__What is needed__.
As the answer, give a copy of each line below that includes the word "whole".

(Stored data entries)
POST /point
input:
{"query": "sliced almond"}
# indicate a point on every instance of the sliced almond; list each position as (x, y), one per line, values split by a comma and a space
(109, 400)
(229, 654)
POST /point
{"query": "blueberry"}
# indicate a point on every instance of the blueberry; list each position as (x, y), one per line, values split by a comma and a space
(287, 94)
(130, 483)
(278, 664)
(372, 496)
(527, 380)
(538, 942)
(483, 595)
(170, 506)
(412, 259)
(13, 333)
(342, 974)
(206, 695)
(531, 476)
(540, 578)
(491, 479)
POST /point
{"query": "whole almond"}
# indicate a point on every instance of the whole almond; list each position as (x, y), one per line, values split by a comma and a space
--
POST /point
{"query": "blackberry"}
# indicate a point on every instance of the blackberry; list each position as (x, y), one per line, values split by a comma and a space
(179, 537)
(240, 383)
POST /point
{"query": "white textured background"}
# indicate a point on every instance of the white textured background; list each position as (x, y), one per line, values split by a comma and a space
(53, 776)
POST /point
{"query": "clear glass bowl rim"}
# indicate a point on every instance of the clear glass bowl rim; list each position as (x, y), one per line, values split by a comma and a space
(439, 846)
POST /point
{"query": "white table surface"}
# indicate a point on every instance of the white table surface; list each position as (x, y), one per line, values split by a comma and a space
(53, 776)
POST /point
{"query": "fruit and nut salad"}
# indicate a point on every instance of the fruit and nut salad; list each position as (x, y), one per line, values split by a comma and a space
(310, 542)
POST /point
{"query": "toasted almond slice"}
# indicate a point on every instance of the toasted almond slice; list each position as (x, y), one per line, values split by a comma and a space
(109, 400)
==
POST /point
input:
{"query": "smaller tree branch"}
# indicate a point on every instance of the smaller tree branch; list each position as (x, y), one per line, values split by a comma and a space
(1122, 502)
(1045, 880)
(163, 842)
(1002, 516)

__Answer for this exercise__.
{"query": "whole almond"}
# indicate a point on every instance of the whole almond; list each position as (x, y), one per line, values split by a comma and a space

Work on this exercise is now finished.